> _Exercise objective_
Copy only what runs from the line containing "Could you point at the clear glass" through the end of the material below, line for line, with both ends included.

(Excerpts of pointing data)
::::::

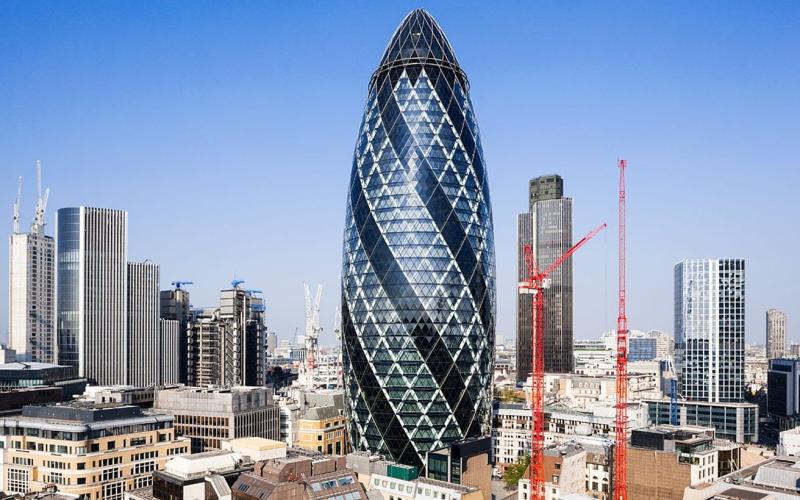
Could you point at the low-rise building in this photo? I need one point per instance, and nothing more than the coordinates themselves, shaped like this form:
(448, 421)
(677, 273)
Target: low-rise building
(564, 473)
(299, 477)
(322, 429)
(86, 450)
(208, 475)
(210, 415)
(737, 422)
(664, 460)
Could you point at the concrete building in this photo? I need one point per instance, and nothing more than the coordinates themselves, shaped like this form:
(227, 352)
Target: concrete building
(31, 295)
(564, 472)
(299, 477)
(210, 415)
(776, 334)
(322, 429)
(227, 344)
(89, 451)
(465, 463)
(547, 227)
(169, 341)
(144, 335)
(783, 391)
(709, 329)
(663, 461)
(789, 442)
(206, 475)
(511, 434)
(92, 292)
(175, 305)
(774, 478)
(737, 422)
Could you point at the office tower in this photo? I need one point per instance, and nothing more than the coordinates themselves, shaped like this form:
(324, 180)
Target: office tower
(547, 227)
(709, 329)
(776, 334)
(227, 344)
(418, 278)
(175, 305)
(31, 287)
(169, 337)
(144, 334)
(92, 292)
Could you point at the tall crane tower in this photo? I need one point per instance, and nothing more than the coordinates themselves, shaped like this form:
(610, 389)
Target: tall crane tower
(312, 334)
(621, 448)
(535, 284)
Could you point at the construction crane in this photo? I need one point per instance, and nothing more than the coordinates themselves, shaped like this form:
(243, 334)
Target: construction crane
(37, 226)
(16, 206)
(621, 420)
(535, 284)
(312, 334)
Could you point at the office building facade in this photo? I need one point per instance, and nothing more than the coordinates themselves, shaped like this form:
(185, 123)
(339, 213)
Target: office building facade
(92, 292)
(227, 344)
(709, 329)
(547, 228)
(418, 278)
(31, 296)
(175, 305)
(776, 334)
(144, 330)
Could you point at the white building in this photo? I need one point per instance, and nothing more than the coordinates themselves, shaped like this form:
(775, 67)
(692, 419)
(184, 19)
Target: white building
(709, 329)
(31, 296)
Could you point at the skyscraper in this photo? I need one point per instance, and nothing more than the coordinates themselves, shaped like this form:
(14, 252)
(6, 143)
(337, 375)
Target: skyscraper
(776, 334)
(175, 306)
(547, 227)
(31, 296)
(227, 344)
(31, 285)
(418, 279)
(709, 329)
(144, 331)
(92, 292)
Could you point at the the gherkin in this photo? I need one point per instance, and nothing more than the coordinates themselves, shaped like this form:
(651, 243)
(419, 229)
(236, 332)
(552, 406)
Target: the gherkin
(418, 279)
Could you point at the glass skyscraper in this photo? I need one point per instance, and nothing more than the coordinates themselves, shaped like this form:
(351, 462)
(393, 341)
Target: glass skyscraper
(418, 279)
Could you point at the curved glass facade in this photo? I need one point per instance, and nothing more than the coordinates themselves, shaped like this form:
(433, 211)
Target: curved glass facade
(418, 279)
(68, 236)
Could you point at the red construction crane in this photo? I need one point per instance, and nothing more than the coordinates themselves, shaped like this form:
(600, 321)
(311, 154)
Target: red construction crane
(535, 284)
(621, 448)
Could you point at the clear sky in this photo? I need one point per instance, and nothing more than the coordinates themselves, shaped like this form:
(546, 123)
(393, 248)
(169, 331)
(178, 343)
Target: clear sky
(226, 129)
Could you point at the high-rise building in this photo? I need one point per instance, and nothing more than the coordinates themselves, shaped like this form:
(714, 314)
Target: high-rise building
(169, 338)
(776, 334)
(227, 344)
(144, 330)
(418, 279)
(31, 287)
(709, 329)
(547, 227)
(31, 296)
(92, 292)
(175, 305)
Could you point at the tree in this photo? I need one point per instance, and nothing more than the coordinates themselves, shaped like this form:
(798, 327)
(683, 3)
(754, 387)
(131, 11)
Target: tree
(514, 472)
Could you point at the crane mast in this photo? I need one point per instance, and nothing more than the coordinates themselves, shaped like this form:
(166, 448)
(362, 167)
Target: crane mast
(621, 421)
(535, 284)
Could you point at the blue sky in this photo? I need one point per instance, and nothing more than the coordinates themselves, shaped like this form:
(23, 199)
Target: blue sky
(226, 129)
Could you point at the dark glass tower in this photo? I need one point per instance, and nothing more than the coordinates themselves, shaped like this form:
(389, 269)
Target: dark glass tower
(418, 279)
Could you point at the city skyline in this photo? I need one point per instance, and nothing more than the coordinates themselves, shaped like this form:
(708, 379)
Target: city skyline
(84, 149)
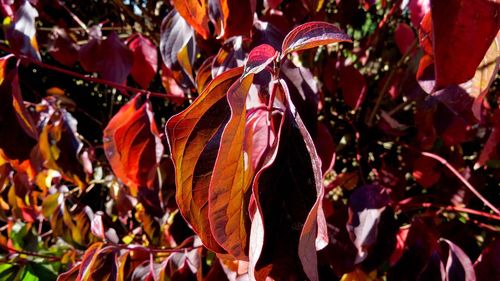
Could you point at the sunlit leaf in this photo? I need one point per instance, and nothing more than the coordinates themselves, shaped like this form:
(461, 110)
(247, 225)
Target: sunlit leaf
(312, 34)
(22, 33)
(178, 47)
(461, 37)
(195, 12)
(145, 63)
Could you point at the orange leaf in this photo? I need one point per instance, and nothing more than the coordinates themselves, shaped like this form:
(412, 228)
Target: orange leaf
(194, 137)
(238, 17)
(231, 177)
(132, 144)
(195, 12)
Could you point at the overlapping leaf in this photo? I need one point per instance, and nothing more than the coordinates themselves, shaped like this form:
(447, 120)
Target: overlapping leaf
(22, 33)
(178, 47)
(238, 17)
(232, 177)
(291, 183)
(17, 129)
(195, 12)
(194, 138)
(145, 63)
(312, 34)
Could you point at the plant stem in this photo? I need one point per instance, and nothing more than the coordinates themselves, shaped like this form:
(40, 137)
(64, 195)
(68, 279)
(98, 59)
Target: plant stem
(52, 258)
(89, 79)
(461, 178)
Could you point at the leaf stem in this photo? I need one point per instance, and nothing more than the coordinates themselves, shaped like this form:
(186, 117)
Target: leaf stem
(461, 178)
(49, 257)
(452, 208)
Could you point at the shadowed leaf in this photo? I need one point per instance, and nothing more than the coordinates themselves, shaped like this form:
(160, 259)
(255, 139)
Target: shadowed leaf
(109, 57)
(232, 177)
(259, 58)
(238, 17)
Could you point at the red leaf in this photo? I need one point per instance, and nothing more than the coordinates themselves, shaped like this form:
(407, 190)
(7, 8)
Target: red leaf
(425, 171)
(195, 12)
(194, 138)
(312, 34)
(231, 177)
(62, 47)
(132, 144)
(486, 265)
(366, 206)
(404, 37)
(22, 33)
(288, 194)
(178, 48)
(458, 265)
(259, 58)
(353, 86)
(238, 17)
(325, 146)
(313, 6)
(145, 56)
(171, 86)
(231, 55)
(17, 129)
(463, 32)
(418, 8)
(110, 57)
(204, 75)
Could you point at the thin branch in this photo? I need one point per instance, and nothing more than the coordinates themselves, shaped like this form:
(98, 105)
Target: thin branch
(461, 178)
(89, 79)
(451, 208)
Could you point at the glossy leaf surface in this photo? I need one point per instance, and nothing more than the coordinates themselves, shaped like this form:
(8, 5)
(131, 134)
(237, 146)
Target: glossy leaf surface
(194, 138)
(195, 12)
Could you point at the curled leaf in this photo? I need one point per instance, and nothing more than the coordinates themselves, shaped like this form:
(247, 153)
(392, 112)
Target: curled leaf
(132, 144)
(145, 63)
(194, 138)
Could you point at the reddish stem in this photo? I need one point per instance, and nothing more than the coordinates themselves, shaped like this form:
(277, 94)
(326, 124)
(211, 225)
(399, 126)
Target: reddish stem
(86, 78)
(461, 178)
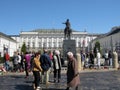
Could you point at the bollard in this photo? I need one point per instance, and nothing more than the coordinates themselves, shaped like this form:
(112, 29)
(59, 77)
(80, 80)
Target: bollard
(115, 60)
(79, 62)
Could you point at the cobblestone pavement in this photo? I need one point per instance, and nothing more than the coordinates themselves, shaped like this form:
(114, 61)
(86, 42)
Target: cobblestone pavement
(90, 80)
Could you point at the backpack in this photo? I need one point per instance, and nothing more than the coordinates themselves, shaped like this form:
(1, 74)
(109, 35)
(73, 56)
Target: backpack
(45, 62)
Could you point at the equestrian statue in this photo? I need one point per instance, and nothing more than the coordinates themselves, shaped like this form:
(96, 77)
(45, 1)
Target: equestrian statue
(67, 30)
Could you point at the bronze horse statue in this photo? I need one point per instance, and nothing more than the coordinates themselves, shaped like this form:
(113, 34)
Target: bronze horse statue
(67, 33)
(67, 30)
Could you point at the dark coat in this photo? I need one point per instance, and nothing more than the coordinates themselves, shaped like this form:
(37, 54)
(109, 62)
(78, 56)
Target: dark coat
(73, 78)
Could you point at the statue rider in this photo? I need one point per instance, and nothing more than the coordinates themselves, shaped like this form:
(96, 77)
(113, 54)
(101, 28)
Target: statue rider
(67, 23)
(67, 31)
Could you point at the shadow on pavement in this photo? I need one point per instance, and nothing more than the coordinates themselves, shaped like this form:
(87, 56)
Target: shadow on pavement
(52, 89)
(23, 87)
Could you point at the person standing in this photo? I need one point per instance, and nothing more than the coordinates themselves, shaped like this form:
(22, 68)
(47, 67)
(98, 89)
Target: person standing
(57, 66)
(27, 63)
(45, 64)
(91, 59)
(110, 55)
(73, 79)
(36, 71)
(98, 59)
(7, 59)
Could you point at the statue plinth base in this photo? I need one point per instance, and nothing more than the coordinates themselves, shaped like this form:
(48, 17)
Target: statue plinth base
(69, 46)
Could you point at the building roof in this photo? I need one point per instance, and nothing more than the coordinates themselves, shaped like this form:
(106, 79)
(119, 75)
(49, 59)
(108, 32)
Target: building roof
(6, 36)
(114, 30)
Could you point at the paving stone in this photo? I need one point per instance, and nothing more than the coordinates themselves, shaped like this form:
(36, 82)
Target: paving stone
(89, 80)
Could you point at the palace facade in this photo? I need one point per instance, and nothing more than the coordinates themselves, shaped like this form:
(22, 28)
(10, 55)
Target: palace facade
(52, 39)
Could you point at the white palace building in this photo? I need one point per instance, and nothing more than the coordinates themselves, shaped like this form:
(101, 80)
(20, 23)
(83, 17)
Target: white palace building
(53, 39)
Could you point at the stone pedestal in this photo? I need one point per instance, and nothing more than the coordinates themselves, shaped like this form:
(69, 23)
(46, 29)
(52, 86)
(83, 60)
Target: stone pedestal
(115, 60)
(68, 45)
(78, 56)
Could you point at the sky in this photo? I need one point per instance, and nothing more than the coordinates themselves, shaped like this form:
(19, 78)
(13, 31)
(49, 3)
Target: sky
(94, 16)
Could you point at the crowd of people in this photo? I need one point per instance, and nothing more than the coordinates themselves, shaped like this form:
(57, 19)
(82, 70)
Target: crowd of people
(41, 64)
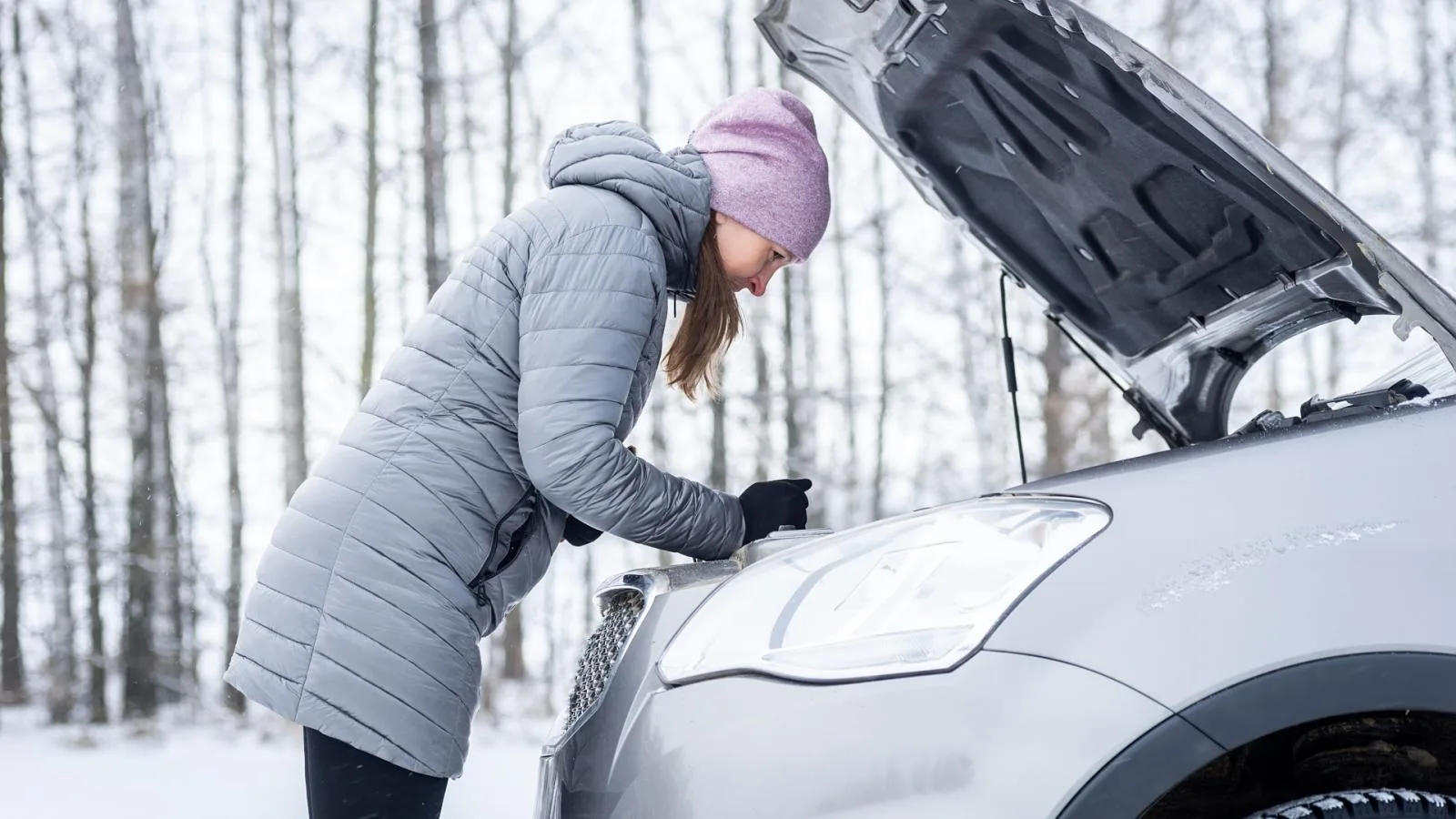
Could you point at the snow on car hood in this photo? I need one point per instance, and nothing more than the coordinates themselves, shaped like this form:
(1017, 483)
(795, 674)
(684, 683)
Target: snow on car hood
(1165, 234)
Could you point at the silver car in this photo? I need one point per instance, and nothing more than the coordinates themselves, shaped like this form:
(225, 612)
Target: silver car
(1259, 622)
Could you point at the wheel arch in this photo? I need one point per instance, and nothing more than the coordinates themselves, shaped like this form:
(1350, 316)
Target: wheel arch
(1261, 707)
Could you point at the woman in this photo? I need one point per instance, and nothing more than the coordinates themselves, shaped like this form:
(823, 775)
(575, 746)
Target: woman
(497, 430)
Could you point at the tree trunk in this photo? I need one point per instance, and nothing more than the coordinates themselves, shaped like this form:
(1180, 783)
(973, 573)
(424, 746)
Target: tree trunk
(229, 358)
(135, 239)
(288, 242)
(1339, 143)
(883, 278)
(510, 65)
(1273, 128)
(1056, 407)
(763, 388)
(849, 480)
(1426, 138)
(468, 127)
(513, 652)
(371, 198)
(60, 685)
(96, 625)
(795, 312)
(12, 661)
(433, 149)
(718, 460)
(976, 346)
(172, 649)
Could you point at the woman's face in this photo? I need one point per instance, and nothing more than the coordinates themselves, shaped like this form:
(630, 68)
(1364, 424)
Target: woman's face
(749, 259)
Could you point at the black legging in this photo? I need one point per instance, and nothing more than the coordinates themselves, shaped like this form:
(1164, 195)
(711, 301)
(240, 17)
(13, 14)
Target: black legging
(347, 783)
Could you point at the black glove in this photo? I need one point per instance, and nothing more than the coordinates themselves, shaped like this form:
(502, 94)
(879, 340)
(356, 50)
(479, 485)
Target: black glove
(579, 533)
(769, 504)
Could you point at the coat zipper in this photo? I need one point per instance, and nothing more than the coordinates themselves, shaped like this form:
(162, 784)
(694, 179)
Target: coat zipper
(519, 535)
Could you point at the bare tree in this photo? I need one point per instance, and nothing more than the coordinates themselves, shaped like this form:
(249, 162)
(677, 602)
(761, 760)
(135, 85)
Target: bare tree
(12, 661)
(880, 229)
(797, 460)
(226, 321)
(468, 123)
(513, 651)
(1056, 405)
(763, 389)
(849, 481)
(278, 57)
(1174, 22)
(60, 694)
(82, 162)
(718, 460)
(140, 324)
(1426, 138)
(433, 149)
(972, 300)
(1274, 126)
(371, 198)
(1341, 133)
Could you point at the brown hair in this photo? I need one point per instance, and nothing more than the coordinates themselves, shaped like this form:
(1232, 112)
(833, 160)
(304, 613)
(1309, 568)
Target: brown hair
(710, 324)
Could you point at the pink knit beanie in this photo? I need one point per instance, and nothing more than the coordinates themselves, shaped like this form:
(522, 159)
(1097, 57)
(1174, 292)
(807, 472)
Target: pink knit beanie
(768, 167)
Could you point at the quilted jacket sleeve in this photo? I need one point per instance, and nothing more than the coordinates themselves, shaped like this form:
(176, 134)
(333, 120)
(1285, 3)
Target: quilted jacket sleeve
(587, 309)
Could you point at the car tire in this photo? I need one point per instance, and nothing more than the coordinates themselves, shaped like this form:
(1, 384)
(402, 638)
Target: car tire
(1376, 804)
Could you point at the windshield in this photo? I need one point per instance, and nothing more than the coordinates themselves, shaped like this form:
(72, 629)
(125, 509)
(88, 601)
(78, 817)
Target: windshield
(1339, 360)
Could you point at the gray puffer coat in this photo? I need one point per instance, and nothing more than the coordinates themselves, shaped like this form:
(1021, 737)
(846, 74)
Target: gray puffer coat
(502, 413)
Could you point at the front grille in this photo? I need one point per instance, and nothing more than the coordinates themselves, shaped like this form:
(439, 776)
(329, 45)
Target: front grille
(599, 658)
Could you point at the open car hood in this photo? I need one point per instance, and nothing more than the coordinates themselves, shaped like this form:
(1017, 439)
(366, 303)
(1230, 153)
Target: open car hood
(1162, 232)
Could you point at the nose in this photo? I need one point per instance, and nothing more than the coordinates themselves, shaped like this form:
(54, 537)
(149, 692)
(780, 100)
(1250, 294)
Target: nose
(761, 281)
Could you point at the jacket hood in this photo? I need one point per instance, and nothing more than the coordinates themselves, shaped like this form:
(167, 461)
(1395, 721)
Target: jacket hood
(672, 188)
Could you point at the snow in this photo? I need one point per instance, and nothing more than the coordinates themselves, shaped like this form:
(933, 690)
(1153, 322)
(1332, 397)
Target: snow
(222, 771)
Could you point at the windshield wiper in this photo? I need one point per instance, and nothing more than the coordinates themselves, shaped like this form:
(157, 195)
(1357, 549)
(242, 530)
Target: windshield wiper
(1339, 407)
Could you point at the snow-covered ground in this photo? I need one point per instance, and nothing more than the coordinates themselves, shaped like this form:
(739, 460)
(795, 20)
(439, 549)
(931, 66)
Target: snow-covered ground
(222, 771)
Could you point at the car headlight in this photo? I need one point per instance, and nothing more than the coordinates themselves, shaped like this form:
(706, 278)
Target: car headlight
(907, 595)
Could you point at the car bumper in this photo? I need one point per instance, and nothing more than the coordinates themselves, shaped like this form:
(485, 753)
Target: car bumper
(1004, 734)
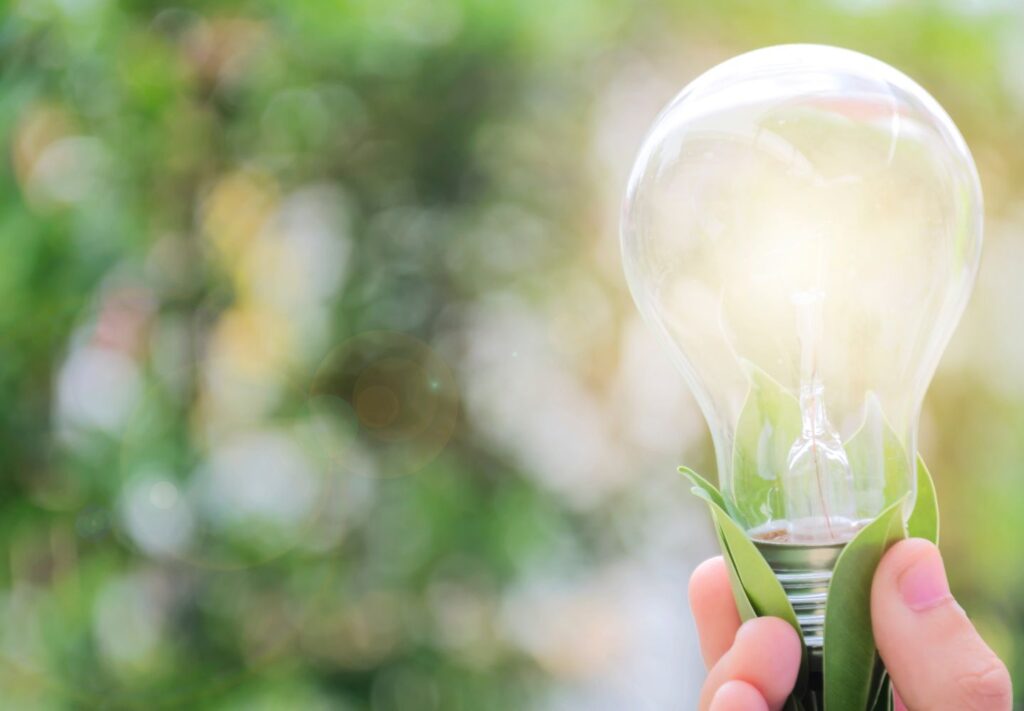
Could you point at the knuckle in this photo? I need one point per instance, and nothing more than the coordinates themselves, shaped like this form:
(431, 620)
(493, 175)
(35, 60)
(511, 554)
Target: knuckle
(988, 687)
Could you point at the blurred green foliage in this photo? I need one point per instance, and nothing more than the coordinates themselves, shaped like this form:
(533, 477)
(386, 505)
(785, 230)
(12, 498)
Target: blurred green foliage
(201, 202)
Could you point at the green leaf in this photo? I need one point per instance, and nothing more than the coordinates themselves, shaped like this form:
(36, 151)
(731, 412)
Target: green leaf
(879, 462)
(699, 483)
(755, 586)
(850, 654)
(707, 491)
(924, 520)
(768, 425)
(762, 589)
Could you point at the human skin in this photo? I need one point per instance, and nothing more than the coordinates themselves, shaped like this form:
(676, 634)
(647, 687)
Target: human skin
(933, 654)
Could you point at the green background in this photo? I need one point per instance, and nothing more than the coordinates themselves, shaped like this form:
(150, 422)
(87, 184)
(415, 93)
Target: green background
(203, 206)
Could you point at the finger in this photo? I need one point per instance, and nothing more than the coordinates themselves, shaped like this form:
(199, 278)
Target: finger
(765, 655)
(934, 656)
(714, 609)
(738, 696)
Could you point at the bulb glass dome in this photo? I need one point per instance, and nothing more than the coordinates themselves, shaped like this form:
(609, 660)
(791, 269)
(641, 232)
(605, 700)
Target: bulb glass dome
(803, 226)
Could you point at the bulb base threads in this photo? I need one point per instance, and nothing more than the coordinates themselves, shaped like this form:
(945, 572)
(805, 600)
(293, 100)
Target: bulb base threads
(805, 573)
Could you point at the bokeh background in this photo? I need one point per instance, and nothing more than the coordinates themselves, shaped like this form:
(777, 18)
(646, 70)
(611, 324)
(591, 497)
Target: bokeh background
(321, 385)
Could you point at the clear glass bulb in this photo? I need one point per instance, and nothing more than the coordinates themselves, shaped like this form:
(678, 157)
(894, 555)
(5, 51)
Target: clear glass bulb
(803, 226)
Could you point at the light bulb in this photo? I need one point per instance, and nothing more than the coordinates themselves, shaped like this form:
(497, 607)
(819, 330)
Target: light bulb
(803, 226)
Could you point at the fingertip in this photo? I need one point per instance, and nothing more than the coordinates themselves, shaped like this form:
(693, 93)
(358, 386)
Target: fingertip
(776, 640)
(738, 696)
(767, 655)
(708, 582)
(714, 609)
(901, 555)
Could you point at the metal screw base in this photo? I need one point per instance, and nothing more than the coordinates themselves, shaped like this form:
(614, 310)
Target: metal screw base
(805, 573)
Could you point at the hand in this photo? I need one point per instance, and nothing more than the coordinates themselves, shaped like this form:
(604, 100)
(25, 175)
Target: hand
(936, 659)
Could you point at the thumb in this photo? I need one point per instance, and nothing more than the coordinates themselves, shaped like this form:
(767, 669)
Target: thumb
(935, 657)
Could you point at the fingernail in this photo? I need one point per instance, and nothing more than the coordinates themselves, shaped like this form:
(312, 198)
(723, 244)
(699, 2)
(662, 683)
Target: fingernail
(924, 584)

::::::

> _Problem solution_
Could you point at the clear glass bulb in this photo? I need one point per instance, and nothing more than the coordinates themselves, shaped like this form:
(678, 157)
(894, 555)
(5, 51)
Target: clear glass bulb
(803, 226)
Could you point at the light bulb in this photo? I need one point per instance, and nothing more than the coordinates themselves, shaped like this form:
(497, 607)
(819, 330)
Target: light bulb
(803, 226)
Could you point at the fingertip in this photo? I need one point per instance, and nothing more than the coordinates themselves, shaped like this form:
(693, 93)
(358, 386)
Target: fingertip
(776, 640)
(738, 696)
(767, 655)
(708, 582)
(714, 609)
(901, 555)
Could you point at the metal screw base in this photo? I need one point per instance, and nothing more than the coordinates themselves, shaped like this form:
(614, 310)
Target: metal screw base
(805, 573)
Could you point at the hand in this photo? I need one point per instance, and nothing more than the coordinates themselves, shaped like this form:
(604, 100)
(25, 175)
Target: hand
(936, 659)
Could you point at the thumb in this photo? I need one point per instance, and nothing more than the coordinates themselves, shaped like this form:
(767, 669)
Target: thumb
(935, 657)
Could you point at the fingernail in this photo? I need one point per instance, and nothing more than the coordinates themselves, shaped like this form:
(312, 198)
(723, 244)
(699, 2)
(662, 683)
Target: fingernail
(924, 584)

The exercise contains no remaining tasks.